▸ **Task to complete**:
Can you lay out the records below as a two-column CSV, with columns named "prompt" and "points" and one row per record? Put each field in double quotes, and replace any line breaks inside a field with spaces.

▸ **Supplied information**:
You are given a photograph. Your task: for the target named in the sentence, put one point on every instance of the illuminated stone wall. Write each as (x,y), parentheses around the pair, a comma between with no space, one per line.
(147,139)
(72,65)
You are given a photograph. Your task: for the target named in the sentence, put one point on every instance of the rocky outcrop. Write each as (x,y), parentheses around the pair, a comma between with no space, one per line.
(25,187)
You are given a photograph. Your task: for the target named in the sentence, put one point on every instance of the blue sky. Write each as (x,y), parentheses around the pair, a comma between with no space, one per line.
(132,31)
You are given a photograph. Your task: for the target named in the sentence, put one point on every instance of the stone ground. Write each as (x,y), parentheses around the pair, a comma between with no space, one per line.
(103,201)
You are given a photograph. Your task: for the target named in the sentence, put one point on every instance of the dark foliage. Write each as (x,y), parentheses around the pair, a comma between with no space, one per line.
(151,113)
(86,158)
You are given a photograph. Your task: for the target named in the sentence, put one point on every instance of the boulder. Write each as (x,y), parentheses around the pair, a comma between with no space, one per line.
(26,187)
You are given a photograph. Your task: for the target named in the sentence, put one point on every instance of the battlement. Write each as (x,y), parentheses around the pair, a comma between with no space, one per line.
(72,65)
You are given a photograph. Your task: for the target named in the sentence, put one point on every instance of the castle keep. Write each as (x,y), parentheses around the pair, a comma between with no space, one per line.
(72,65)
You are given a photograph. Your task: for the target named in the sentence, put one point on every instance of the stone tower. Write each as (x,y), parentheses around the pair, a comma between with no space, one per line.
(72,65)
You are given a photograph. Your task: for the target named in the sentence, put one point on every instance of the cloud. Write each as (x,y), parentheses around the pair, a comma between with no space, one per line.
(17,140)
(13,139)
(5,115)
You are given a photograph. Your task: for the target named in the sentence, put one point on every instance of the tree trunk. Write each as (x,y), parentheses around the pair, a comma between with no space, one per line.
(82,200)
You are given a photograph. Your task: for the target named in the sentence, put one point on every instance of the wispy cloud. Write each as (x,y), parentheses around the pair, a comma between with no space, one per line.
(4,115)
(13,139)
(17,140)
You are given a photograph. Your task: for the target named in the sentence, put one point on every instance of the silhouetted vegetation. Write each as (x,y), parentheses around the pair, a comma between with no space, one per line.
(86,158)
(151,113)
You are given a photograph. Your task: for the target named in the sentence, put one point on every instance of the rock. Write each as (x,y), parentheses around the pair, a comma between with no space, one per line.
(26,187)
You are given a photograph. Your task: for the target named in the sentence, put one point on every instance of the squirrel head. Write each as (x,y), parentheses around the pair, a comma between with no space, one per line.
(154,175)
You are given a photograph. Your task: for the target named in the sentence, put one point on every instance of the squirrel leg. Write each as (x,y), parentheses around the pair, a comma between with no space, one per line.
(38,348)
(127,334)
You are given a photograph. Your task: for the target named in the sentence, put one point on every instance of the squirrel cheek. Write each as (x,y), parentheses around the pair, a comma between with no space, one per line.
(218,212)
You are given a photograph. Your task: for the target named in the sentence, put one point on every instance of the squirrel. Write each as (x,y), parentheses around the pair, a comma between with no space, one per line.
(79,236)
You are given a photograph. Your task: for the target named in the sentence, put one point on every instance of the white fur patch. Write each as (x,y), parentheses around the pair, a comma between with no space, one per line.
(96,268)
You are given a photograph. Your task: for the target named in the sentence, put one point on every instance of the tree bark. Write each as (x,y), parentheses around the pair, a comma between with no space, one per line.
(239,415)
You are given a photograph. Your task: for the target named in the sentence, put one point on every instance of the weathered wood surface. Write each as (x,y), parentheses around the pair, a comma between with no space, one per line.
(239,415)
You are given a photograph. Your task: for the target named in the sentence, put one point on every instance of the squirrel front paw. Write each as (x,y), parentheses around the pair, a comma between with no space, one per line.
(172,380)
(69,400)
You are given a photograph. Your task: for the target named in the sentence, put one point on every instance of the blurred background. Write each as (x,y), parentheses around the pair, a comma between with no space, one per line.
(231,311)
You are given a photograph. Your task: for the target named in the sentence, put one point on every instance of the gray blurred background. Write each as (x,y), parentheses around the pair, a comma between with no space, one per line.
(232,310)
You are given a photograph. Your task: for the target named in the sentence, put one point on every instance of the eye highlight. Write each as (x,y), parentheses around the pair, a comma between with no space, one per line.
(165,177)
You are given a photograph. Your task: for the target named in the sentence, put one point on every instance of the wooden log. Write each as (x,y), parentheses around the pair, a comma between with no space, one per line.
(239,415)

▸ **Task result**:
prompt,points
"You are given a photograph. Your task: for the target named in the sentence, put one point on every instance of the illuminated stone wall. Write each as (x,y), parentheses around the pair, a comma between with no space, one per line.","(147,139) (72,65)"
"You are given a photograph. Your task: for the target named in the sentence, put one point on every instance of the rocky outcrop. Write each as (x,y), parentheses around the pair, a comma between with no space, one per line.","(25,187)"
"You are given a photograph. Your task: for the target named in the sentence, put one point on every instance of the blue sky. Write each as (x,y), parentheses around the pair, a comma between with no space, one per line.","(132,31)"
"You are given a photograph. Your task: for the target named in the sentence, put one point on every instance of the stone ground. Write each as (x,y), parentheses around the pair, a comma between with no space, one per line.","(103,201)"
"You are given a photograph. Your task: for the target named in the sentence, put one point on every instance of the dark foliage. Write each as (x,y), parentheses around the pair, a comma between with no space, one per line.","(151,113) (86,158)"
"You are given a photograph. Your task: for the target named in the sentence, put one point on every instance of the boulder. Write each as (x,y), parentheses around the pair, a comma between with no space, one per line.","(26,187)"
"You are given a photograph. Your task: for the target named in the sentence, put one point on every instance of the battlement. Write each as (x,y), parentheses around the pair, a comma between with no space, one per line.","(72,65)"
"You are given a photograph. Your task: for the target named in the sentence, put one point on every instance of the castle keep. Write each as (x,y), parentheses around the pair, a comma between with no space, one per line.","(72,65)"
"You are given a photograph. Your task: for the target named in the sentence, put one point on every instance of the stone tower. Write each as (x,y), parentheses around the pair, a comma between with no space, one per line.","(72,65)"
"You are given a photograph. Your task: for the target named in the sentence, put one point on every instance of the cloud. Write each as (x,y), parentheses around the pair, a comma between with no space, one per line.","(17,140) (13,139) (5,115)"
"You are given a photograph. Your task: for the target named in the sentence, put one point on every instance of the tree trunk. Write each as (x,y), parentheses around the pair, a comma between with no space, one per line.","(82,200)"
"You are given a photograph. Your task: for the target named in the sentence, put one point on every instance of the wispy cloud. Write each as (x,y), parentheses around the pair, a comma between with no space, one per line.","(4,115) (13,139) (17,140)"
"You are given a photograph. Your task: for the target named in the sentence, put one point on every instance of the silhouetted vegetation. Write each as (x,y), parentheses around the pair, a comma between with no space, one per line.","(86,158) (151,113)"
"You are given a photograph. Your task: for the target named in the sentence, put one point on every instance of the rock. Write each as (x,y), parentheses around the pair, a comma between with no space, one per line.","(26,187)"
"You are given a photograph. Your task: for the target named in the sentence, put one point on every instance of the squirrel head. Write each as (x,y), parentheses around the pair, a comma between with no space, one per line.","(154,175)"
"You are given a photograph. Your task: for the target named in the sentence, put one point on every instance of the squirrel leg. Write each as (x,y), parentheses around the pair, a comma between with no space, one per line.","(38,348) (127,334)"
"You are given a photograph. Your task: for the target named in the sentence, put one point on every instance of the squirrel cheek. Write each as (x,y), parentheses around the pair, a comma between with no space, one per line.","(218,212)"
"You are given a photograph. Your task: for the target named in the sentence, put one point on every instance of the squirrel. Write each as (x,y), parentheses around the pair, a comma between with no space, one per line.","(79,236)"
"You are given a photograph. Your task: for the target named in the sentence, put one point on every instance of the white fur patch. Write each as (x,y), parentheses around the pair, a comma between with no space, one per line.","(96,268)"
"You are given a photograph. Your task: for the target named in the sentence, put one point on every instance of the tree bark. Write each as (x,y), parentheses around the pair, a comma between with no space, one per line.","(239,415)"
"You are given a photograph. Your task: for the target named in the sentence, put one point on every instance of the weathered wood surface. Write each as (x,y), parentheses around the pair, a comma between with no space, one per line.","(239,415)"
"You are given a photograph. Your task: for the target named in the sentence, put one point on every instance of the squirrel front paw. Write each as (x,y), parentheses around the pair, a comma between with no space, one per line.","(172,380) (69,400)"
"You are given a photograph. Your task: for the target named in the sentence, put one point on every instance of the blurred background. Write each as (x,y), parentheses around the pair, a comma between with no space, one per line.","(231,311)"
"You are given a photograph. Your task: for the target named in the sentence, put one point on every instance of the gray blurred background. Write each as (x,y), parentheses around the pair, a comma between with no space, one per line.","(232,310)"
"You are given a photograph. Your task: for the target named in the sentence, put one point on every instance of the eye highlight. Write each as (x,y), parentheses around the pair, a comma between with no space, one per line.","(165,177)"
"You are given a photograph. Your task: for the target named in the sentence, put one point on every instance of the wooden log. Write each as (x,y), parentheses around the pair, a comma between with no space, one per line.","(239,415)"